Exercise brief - Scan the records for the line containing "Where can the man's"; extract it and all later lines, verbatim, through the end, and nothing before it.
Begin
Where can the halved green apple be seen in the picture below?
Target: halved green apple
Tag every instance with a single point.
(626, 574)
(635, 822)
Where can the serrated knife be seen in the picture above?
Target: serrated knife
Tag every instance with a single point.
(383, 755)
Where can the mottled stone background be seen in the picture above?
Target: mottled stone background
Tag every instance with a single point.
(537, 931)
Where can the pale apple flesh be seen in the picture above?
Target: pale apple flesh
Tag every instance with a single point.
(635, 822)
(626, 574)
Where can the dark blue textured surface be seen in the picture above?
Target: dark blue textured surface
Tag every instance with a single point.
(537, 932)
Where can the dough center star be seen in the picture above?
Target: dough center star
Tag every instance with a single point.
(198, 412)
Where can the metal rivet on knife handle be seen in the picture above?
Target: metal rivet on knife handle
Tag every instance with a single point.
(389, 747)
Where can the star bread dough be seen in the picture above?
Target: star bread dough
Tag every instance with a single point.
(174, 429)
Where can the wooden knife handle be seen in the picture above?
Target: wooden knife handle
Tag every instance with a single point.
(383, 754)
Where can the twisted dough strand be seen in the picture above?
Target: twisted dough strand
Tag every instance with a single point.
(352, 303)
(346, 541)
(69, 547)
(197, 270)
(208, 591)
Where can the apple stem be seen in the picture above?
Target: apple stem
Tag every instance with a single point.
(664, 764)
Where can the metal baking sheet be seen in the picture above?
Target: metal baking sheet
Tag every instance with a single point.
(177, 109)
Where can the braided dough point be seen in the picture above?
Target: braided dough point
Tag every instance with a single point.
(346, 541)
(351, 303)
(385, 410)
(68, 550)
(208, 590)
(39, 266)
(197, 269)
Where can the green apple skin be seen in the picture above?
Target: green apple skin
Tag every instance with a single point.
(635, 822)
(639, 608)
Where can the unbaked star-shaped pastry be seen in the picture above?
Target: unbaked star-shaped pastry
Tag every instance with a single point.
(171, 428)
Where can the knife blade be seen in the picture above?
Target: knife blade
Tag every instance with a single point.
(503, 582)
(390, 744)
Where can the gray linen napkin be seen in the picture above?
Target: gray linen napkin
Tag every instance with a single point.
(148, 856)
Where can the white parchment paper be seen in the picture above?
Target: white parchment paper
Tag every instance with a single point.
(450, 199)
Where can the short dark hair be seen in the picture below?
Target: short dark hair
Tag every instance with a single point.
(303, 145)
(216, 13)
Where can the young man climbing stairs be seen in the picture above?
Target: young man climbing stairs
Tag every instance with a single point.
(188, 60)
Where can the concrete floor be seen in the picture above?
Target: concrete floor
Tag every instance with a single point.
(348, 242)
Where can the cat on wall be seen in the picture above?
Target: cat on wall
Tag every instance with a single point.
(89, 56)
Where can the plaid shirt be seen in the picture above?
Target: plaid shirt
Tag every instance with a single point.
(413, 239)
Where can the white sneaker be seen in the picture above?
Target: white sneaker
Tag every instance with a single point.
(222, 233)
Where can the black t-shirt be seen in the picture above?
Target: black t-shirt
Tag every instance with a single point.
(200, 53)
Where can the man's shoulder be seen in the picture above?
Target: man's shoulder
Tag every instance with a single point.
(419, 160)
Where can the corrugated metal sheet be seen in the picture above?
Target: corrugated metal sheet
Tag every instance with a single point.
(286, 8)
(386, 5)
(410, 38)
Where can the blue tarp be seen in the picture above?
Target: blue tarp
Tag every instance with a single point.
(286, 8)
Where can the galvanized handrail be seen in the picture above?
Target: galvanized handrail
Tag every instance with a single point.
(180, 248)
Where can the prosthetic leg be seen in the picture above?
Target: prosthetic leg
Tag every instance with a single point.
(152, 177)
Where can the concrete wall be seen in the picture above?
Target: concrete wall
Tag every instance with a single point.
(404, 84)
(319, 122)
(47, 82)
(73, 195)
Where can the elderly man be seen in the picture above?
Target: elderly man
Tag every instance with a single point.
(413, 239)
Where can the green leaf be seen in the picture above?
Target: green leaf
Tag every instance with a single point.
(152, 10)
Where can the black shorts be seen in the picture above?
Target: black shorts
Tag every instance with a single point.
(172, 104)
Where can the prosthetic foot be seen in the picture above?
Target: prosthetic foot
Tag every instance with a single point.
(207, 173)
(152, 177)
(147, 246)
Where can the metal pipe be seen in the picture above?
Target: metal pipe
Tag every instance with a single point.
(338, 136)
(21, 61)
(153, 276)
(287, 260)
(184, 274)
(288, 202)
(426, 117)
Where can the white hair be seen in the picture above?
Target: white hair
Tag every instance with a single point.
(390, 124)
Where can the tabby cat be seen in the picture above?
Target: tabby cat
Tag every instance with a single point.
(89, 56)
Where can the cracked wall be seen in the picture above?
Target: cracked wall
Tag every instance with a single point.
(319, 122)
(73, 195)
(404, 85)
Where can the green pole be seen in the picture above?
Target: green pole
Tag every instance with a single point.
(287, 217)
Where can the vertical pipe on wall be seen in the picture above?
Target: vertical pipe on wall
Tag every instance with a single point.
End
Solved exercise -
Where can the man's shoulder be seen in the picture above?
Target: man's shoulder
Tag every instance with a single point.
(419, 160)
Where can the corrugated metal sheet be seen in the picture above?
Target: corrugated metal sheet
Tag every instance with a single point.
(286, 8)
(386, 5)
(410, 38)
Where can the blue tarp be seen in the picture above?
Target: blue tarp
Tag every instance with a single point.
(286, 8)
Where can the galvanized handrail be seen in the picture above?
Target: galvanized handrail
Tag every instance with a single point.
(180, 248)
Where can the prosthetic leg be seen in the picture above?
Target: prosthetic leg
Tag every instance with a single point.
(152, 177)
Where can the concrete wall be seen in the picture above?
Target: concrete wall
Tag every instance with a single point.
(404, 84)
(319, 122)
(47, 82)
(73, 195)
Where can the elderly man be seen in the picture above?
Target: elderly man
Tag every instance with a single point.
(413, 239)
Where can the green leaf be seen in the picture above?
Target: green leaf
Tag every instance with a single point.
(152, 10)
Where can the black shorts be seen in the picture above?
Target: black shorts
Tag every instance with a single point.
(172, 104)
Where can the prosthetic foot be seen in the picture above?
Target: prosthetic foot
Tag every instance with a single point.
(207, 173)
(152, 177)
(147, 246)
Where can the metal pipe be seen in the picture above?
Target: metal pipe
Tag every instance with a single point.
(338, 136)
(21, 61)
(153, 276)
(287, 260)
(184, 274)
(288, 202)
(426, 117)
Where can the white hair be seen in the picture above?
Target: white hair
Tag every instance with a single point.
(390, 124)
Where can the tabby cat be seen in the picture above?
Target: tabby cat
Tag every instance with a single point.
(89, 56)
Where can the cracked wall be seen in the picture above?
Target: cracked wall
Tag every instance with a single point.
(319, 122)
(73, 195)
(404, 85)
Where can the green pole be seen in the picture above?
Target: green pole
Tag every instance with a single point.
(287, 217)
Where can the vertical pipe on wall be seen in the picture above?
Target: vertical pipe on wall
Tag every instance with a single point.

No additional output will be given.